▸ **Exercise task a**:
The forum thread below, about linking a User hub to other hubs, is followed by a listing. Rewrite the thread's paragraph that begins "Many tables in many sources" more concisely, keeping its main facts.

▸ **Extract provided**:
□ □ □ □ □

Linking User Hub to Numerous Other Hubs By CreatedBy/LastModifiedBy

Many tables in many sources have audit columns that includes an id of a user who created and/or last modified the record, with the id linking to a separate table of Users.

  • My data analysts would like this audit data
  • I can create a Hub and Satellite for the User data. Given that we have many sources I’d assume they’d all end up with their own satellites against this hub. Where they use a common key like email address or AD user id we might even have a common business key.

What is the advice on linking this hub to many (probably most) other hubs.

  • Denormalization to replace the user id with a user name in my raw DV satellites seems to be against DV principles
  • I can leave the user id on the satellite but then my data analysts would be linking their queries directly to a sat without going through a Link table.
  • I guess I could leave the id in place on the sat record and then denormalize to create a revised satellite in the business vault?
  • Do I create multiple Link tables, each with an eff sat, between each of my main business entity Hubs and the User hub. e.g Between Widget hub and User hub I create Widget_User link table. Widget_User has an eff sat that records when each user last interacted with a widget record. I guess if I found the most recent interaction for a particular Widget key in that eff sat that would give me the most recent change columns. This will create a lot of link tables but does reflect the explicit foreign keys in the underlying source and feels closest to the reality of the source data.
  • The last solution creates a compounding problem because some sources will capture the editing of a relationship as a first-class concern e.g. Salesforce has a relation table to link an Account with the Contacts that operate on its behalf. This means I have audit information sitting on a Links eff sat, which would then need to be linked to a User hub
  • It struck me that I could regard the User table as Reference tables, although they would be different per source.

How have others resolved this type of attribute?

answered in the slack channel

1 Like

To summarise:

  • the user id is best thought of as a kind of reference table
  • store the list of ids in a separate HUB (and associated SAT if you have payload)
  • then it acts as a fk link to wherever it appears in satellites, but DON’T implement the fk constraint, it is just implied in the model; and do not connect to the reference data using a link from the satellite’s parent hub (you’ll end up with a load of links with no real business meaning and a hit on query performance to retrieve the id value from the linked to hub)
  • the user HUB is ready to be involved in other LINKS if needed
3 Likes

Thanks for updating the thread with the summary, Neil!

Really good question/questions, below is my suggestions/anwers.

  • Denormalization to replace the user id with a user name in my raw DV satellites seems to be against DV principles
    -Yes, you are breaking 2 important data vault rules.
  1. You apply soft business rules when you denormalize the data.
  2. The import of the dataset becomes dependent on the list of names for the users. This means that the running code is not autonomous.
  • I can leave the user id on the satellite but then my data analysts would be linking their queries directly to a sat without going through a Link table.
    -I would not recommend this, event though if is the cheapest solution. Second I wonder why you would give an analyst direct access to the vault and not to a mart/schema/other? In my experience analysts are not that great when it comes to understand Data Vault.

  • I guess I could leave the id in place on the sat record and then denormalize to create a revised satellite in the business vault?
    -If you want to denormalize it (soft BR) you still need to create the hub for User. So that the satellite in the business valut will use the hub user as its BK.

  • Do I create multiple Link tables, each with an eff sat, between each of my main business entity Hubs and the User hub. e.g Between Widget hub and User hub I create Widget_User link table. Widget_User has an eff sat that records when each user last interacted with a widget record. I guess if I found the most recent interaction for a particular Widget key in that eff sat that would give me the most recent change columns. This will create a lot of link tables but does reflect the explicit foreign keys in the underlying source and feels closest to the reality of the source data.

□ □ □ □ □

▸ **Data supplied**:
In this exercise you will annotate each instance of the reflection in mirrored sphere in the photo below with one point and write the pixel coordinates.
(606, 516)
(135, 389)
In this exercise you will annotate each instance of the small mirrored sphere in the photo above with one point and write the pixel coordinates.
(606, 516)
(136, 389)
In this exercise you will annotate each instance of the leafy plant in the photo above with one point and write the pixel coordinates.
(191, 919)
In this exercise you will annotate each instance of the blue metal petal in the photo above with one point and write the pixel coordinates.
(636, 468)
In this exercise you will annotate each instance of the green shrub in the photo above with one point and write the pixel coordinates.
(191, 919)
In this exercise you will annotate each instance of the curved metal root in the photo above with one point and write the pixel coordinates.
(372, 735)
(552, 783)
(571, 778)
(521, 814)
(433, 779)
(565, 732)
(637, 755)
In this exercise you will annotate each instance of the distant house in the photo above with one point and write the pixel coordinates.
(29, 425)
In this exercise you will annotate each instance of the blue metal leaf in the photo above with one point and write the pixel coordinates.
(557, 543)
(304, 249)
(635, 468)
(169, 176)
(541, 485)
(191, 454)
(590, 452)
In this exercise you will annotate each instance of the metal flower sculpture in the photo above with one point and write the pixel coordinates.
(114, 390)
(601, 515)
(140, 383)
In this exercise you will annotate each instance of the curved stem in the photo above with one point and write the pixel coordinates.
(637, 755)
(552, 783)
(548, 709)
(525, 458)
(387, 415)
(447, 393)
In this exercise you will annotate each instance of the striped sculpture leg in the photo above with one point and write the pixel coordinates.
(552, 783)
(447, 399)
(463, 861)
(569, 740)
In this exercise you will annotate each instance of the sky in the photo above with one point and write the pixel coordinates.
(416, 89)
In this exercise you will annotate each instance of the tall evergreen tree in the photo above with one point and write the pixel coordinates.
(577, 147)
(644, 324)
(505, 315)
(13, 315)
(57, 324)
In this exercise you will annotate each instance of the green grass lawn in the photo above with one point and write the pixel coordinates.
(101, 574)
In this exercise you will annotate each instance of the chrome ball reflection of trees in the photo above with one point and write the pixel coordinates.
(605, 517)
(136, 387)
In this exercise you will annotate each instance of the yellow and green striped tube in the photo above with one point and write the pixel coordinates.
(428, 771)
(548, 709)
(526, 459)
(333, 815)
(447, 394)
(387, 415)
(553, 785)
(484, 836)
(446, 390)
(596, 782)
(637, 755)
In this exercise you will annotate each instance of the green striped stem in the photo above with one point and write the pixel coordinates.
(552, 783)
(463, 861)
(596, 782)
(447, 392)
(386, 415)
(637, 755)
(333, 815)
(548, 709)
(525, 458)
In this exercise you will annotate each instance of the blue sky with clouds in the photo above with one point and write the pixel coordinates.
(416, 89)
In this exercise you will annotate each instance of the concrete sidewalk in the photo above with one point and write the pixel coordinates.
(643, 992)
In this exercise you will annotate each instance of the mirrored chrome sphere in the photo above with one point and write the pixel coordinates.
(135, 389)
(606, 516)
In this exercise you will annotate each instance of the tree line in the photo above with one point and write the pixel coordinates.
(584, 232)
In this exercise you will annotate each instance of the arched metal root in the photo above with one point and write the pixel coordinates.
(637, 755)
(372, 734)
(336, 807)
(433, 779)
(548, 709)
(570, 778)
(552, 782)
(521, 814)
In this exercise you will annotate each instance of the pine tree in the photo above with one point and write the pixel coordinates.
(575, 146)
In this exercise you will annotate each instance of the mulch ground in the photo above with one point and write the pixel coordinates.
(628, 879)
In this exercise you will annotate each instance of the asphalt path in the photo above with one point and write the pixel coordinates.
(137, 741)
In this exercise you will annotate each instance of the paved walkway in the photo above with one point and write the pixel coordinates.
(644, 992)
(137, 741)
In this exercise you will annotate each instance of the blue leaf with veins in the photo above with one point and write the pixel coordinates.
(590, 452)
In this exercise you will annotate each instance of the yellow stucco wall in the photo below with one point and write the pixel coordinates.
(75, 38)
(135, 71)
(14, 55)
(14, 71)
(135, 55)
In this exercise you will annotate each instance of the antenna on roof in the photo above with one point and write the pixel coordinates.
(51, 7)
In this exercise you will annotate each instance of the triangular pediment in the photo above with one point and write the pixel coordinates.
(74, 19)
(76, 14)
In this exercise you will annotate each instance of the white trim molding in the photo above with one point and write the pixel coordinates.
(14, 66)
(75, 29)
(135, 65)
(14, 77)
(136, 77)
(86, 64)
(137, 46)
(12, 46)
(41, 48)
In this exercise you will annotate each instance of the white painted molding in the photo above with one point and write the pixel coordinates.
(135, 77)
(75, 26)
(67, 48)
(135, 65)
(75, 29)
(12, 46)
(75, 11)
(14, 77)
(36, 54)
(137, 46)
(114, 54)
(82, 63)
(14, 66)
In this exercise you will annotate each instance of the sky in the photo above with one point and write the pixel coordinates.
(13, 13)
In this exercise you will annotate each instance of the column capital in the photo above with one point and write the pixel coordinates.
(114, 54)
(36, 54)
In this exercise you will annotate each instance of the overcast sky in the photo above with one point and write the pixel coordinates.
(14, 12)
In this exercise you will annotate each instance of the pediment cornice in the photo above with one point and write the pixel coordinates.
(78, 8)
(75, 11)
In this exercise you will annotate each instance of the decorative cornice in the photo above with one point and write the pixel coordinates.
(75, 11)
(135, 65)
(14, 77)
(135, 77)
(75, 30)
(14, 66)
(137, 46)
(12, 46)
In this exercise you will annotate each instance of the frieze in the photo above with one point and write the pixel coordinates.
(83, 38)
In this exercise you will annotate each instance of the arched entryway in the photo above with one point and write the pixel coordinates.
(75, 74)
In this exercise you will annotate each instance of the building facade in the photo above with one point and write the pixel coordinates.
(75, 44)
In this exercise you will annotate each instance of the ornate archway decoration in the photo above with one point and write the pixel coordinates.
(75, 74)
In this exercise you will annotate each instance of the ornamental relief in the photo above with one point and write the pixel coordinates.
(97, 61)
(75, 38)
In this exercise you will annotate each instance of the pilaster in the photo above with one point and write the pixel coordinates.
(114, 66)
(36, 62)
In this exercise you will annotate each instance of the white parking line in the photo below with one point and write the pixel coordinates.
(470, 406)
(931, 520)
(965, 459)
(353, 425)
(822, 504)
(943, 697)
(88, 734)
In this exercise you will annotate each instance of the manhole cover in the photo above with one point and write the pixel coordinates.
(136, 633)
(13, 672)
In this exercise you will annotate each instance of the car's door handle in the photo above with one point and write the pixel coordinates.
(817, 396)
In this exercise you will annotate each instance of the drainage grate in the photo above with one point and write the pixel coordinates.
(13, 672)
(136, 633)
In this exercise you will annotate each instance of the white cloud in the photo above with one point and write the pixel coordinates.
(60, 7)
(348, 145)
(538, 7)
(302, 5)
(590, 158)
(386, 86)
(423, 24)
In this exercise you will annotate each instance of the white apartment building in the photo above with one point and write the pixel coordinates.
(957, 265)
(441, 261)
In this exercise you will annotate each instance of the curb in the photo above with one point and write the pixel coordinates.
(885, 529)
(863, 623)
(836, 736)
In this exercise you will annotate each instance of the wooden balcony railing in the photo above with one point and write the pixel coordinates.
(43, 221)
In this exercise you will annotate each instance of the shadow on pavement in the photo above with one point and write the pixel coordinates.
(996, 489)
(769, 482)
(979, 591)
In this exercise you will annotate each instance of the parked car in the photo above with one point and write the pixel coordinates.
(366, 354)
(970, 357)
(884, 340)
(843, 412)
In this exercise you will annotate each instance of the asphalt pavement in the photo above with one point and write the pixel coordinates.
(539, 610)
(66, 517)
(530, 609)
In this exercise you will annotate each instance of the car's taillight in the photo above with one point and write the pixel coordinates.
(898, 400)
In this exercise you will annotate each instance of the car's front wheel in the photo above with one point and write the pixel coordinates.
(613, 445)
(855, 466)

□ □ □ □ □

▸ **Exercise task b**:
Write out the lines of the listing starting at the line that contains "the car's front" and continuing through the final line of the listing, with both ends included.

▸ **Correct answer a**:
In many sources, numerous tables have audit columns containing the id of the user who created or last modified each record, and that id links to a separate Users table.

▸ **Correct answer b**:
In this exercise you will annotate each instance of the car's front wheel in the photo above with one point and write the pixel coordinates.
(613, 445)
(855, 466)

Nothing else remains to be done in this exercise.